Dokument.
+ + + +

# Einbruch bei Odin-Bikes in Hamburg



## Kompostman (23. April 2007)

Servus!

Heute Nacht ist bei meinem Händler Odin-Bikes in HH eingebrochen worden.
Neben viel Kleinzeug und fast der kompletten NorthWave Skeleton Oberbekleidungsserie und Handhandschuhe sind vier Bikes gestohlen worden:

Felt Virtue One (FOX Talas RLC, XTR kompl, Avid Juicy Ultimate, Crossmax SL)

Isaac Impuls Carbon-Klarlack (SRAM Force kopl,  ECf-70 Lenker+Vorbau, Easton EC 70 SL LRS , Pariba Criterium +Schwalbe Schlauch, Test LRS, Selle Italia SLR, LOOK Carbon Spacer , Easton Lenkerband)

Scott High Octane Fully Schwarz-dunkel Lila (Kundenrad) 

Trek Y-Fully in gelb mit gelber RS Judy Spinergy alt  LRS, XTR, mit breitem Damensattel (Kundenrad)

Die Täter habe als Dankeschön noch den ganzen Laden verwüstet und die Computer und die Buchhaltung vom Tisch geschmissen.

Haltet bitte mal die Augen auf und informiert mich oder den Händler (+4940 25329430 oder [email protected] )wenn ihr etwas sehen solltet. Eine Belohnung steht natürlich auch aus bei dienlichen Hinweisen.

Thx & vielen Dank

Alex


----------



## Stemmel (24. April 2007)

Ich war gestern da und entsetzt, mit welcher Dreistigkeit die Täter vorgegangen sind. 

Direkt an der Wandsbeker Chaussee! Sagenhaft... 

Daggi


----------



## MTB-News.de




----------



## hagbard celine (24. April 2007)

Kompostman schrieb:


> Servus!
> 
> Heute Nacht ist bei meinem Händler Odin-Bikes in HH eingebrochen worden.
> Neben viel Kleinzeug und fast der kompletten NorthWave Skeleton Oberbekleidungsserie und Handhandschuhe sind vier Bikes gestohlen worden:
> ...

+ + + +

Gespeicherte Daten
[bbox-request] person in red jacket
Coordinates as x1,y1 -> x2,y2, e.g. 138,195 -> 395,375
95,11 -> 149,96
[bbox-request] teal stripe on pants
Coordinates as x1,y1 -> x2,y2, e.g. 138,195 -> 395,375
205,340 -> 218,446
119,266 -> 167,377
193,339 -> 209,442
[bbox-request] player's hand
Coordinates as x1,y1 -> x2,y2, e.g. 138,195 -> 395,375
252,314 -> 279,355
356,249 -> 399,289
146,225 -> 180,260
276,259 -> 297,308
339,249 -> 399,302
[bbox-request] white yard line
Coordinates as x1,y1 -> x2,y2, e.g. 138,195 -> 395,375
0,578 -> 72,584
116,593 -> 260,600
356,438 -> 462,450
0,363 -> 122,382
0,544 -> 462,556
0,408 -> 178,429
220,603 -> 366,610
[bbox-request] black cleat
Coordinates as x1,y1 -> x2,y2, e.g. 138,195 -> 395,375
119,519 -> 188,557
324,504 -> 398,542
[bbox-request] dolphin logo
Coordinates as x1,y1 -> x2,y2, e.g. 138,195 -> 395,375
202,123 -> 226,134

+ + + +

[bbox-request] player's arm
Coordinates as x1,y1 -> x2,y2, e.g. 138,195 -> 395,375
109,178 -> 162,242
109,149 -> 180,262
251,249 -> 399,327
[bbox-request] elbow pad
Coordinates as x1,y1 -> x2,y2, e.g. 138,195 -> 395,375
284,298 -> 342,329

+ + + +

Zu erledigen.
**A.** An welcher Straße liegt der Laden, in dem laut Forumsthread eingebrochen wurde?
**B.** Prüfen Sie anhand des Forumsthreads, ob die folgenden Aussagen zutreffen: (i) Unter den gestohlenen Rädern befand sich ein Felt Virtue One. (ii) Für hilfreiche Hinweise wird keine Belohnung in Aussicht gestellt. (iii) Die Täter ließen die Computer unberührt.
**C.** Geben Sie aus dem Forumsthread alles von „Scott High Octane“ bis hinunter zu „vom Tisch geschmissen.“ wortgetreu wieder.
Die Datensätze stehen in keinem Zusammenhang mit dem Forumsthread.

Die Lösungen.
**A.** An der Wandsbeker Chaussee.

**B.**
(i) Ja: „Felt Virtue One“
(ii) Nein: „Eine Belohnung steht natürlich auch aus bei dienlichen Hinweisen.“
(iii) Nein: „die Computer und die Buchhaltung vom Tisch geschmissen“

**C.**
Scott High Octane Fully Schwarz-dunkel Lila (Kundenrad) 

Trek Y-Fully in gelb mit gelber RS Judy Spinergy alt  LRS, XTR, mit breitem Damensattel (Kundenrad)

Die Täter habe als Dankeschön noch den ganzen Laden verwüstet und die Computer und die Buchhaltung vom Tisch geschmissen.